# CONSIGNE ÉCRITE
À partir du texte sur le travail de Vincent Mauger reproduit ci-dessous, répondez aux questions suivantes.
1. Quel support devient, sous l'impulsion de l'artiste, le réceptacle d'un séisme ?
2. Derrière l'assemblage de quels matériaux la sphère se devine-t-elle ?
3. Que trouve-t-on au cœur du double cercle de l'œuvre « Gravity is dead » ?

# TEXTE SOURCE
____

Ce phénomène ondulatoire se retrouve en deux dimensions. Les lignes de couleur se rassemblent en faisceaux, plongent dans des gouffres ou donnent naissance à des reliefs fluides. Fixée par l'image, la perturbation parcourt l’espace du support sans rencontrer d’obstacle.
Siège d'un système rectiligne parfait, la feuille de papier millimétré devient sous l'impulsion de Vincent Mauger le réceptacle d'un séisme. L'assemblage des lignes verticales et horizontales est immuable, imperturbable. C'est un appui, un support pour construire, agencer des figures, des tracés, des mots, selon des règles imparables. C'est alors que survient le tremblement. Un parasitage incongru bouleverse l'ordre établi. Les lignes s'entrecroisent, se recoupent dans un désordre invraisemblable. Le nœud formé est inextricable, le mouvement tellurique vient perturber la constance qui régissait jusqu'alors le monde plat.
Dans un repère à trois dimensions, abscisse et ordonnée s'associent pour créer volumes et courbes mais toujours ces formes molles ou apparentées sont soutenues par un système concret qui les soutient. Qu'il s'agisse de tiges filetées ordonnées selon un même axe ou d'une organisation systématique de plans parallèles ou perpendiculaires, il n'est pas d’œuvre qui ne contienne une ossature.
La sphère – ou le cercle dans sa version à deux dimensions – est la forme par laquelle se rejoignent le contenant et le contenu. Tracé parfait, le cercle délimite l'espace dans lequel s'exercent les tensions en présence. Volume non moins parfait, la sphère rassemble les éléments constitutifs de ces forces. Souvent sous-tendue dans le travail de Vincent Mauger, elle se devine derrière l'assemblage de plaques de mélaminé, de feuillard métallique, de parpaings, de pointes effilées ou de palettes découpées. Concrètement présente dans les « maquettes mouvantes » de l'artiste, elle sous-tend notamment la structure de l'œuvre « Gravity is dead ». Basé sur deux axes distincts, l'ensemble se meut si on le propulse. Au cœur du double cercle, un escalier en colimaçon achève de vriller le mouvement en une multitude de possibilités, perturbant de fait notre rapport à la stabilité. La notion de pesanteur, par le truchement du regard désorienté, s'amenuise jusqu'à l’épuisement.

____

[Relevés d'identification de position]
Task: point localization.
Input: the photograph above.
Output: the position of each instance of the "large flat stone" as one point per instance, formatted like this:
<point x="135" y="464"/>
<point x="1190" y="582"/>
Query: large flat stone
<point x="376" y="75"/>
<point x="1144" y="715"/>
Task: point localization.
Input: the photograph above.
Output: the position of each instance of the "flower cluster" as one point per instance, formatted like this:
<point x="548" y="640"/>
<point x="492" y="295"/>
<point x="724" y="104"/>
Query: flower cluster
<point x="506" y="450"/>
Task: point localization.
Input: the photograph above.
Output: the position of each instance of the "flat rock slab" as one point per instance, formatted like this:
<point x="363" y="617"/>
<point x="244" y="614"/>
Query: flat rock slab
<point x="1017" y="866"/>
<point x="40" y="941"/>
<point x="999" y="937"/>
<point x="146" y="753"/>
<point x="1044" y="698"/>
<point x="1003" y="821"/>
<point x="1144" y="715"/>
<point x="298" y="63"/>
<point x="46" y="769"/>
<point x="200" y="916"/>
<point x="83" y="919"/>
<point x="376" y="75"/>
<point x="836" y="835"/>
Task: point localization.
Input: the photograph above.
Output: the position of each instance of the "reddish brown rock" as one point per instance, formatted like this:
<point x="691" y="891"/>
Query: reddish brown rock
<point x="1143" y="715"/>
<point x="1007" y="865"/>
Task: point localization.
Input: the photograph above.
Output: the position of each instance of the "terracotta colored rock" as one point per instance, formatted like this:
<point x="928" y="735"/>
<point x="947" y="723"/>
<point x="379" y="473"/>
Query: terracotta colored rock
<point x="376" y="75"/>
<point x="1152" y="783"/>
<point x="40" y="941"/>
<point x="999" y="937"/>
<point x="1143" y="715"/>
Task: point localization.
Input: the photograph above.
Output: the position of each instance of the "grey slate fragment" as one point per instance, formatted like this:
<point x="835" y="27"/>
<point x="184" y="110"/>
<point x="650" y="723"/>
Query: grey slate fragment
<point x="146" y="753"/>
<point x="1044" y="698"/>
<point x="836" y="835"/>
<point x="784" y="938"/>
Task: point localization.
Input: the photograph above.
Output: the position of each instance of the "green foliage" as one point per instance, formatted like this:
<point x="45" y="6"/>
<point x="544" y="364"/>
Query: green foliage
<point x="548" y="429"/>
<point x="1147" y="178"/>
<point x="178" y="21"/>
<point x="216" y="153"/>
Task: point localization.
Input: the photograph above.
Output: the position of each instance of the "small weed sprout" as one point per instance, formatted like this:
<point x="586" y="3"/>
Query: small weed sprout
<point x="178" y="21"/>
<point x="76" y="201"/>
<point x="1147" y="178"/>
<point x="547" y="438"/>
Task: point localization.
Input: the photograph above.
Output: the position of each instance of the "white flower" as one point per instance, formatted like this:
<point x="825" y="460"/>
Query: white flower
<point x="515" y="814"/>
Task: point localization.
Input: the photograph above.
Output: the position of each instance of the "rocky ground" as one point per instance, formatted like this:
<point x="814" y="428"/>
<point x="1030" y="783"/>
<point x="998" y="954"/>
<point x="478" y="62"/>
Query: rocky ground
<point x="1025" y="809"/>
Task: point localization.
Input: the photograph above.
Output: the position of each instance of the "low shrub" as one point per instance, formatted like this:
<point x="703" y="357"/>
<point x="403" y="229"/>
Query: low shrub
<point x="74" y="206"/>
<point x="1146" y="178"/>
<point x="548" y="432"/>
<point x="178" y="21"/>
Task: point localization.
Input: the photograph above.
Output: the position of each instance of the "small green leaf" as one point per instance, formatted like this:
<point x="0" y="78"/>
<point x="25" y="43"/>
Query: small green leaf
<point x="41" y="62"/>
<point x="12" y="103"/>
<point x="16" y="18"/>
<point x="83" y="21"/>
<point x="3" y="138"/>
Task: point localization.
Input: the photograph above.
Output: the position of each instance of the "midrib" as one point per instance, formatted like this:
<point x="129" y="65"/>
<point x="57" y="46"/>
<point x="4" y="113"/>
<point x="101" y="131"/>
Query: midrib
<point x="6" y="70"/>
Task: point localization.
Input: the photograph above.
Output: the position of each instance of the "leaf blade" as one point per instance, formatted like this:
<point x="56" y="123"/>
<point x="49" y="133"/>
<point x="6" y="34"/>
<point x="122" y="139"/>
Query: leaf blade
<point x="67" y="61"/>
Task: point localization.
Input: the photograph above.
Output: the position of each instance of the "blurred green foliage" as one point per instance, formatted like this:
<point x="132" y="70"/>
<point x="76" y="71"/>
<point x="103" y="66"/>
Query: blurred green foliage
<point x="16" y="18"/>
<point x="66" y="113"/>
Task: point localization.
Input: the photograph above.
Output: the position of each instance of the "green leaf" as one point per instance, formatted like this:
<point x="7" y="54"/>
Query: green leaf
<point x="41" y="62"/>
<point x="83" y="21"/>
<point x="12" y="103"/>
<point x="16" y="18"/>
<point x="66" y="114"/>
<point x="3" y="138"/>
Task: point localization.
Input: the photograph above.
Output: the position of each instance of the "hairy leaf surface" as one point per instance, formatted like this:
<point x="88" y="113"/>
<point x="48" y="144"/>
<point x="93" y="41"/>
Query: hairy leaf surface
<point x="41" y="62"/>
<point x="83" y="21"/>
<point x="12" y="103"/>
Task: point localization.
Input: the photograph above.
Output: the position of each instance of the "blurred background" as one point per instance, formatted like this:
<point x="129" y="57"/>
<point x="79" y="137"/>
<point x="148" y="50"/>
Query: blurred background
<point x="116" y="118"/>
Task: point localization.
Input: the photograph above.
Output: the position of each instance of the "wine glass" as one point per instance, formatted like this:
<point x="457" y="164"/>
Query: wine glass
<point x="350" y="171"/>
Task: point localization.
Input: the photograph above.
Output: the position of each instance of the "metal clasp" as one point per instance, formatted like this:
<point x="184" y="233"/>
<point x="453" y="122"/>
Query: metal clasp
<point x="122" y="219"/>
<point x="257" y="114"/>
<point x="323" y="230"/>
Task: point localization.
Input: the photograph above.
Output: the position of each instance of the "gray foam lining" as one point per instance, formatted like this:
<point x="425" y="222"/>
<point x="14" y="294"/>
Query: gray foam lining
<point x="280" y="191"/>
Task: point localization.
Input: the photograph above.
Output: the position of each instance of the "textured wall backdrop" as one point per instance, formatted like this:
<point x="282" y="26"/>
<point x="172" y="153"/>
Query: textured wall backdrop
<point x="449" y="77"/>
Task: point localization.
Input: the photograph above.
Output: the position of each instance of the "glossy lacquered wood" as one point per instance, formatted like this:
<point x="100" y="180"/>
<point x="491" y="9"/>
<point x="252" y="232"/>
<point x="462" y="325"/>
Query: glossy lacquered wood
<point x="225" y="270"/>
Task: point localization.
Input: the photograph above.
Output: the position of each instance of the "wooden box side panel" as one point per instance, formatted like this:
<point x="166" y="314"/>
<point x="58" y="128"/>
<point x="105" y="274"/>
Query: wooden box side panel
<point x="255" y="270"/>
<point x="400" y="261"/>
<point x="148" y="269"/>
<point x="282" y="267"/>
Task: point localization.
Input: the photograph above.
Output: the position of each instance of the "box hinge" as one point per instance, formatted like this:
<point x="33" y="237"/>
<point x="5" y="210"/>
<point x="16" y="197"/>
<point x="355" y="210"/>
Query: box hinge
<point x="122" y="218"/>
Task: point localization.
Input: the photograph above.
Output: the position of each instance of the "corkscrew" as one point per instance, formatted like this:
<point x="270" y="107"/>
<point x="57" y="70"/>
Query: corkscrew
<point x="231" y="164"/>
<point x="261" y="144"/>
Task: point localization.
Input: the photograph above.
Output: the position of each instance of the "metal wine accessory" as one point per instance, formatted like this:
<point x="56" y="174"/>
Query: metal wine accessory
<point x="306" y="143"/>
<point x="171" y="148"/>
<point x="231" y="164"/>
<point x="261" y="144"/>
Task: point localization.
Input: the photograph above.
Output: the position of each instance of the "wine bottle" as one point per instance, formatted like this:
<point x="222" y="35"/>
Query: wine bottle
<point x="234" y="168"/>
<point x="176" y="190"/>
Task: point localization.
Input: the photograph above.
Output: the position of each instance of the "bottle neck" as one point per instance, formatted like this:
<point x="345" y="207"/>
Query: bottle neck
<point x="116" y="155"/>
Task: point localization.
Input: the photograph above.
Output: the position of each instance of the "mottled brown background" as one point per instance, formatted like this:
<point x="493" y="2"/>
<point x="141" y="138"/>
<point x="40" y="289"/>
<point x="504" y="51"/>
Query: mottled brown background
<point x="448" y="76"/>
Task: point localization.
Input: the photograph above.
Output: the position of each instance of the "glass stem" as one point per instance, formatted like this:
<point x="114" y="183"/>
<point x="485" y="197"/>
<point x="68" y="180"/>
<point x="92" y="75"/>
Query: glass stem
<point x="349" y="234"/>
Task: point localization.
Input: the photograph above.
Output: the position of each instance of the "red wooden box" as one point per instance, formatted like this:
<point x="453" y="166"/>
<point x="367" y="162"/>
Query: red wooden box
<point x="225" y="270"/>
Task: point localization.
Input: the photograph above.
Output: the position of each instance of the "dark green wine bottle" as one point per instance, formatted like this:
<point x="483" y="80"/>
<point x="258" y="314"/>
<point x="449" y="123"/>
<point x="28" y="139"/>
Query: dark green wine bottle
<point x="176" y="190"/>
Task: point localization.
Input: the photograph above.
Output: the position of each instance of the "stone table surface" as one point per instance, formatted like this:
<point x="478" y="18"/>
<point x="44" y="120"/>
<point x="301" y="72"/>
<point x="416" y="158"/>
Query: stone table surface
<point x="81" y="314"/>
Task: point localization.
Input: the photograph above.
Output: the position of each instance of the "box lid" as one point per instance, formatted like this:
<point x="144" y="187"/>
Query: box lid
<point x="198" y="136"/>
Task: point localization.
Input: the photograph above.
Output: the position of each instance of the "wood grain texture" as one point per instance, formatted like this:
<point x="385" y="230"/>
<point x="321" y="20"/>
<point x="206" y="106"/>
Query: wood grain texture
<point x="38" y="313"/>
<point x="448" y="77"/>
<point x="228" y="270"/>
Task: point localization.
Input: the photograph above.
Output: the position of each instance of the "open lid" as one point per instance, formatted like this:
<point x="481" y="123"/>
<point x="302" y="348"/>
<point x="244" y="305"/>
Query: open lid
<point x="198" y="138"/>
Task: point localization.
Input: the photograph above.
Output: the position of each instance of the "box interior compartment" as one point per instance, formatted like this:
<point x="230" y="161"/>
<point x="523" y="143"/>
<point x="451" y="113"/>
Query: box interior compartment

____

# RÉSULTAT
1. La feuille de papier millimétré.
2. Des plaques de mélaminé, du feuillard métallique, des parpaings, des pointes effilées et des palettes découpées.
3. Un escalier en colimaçon.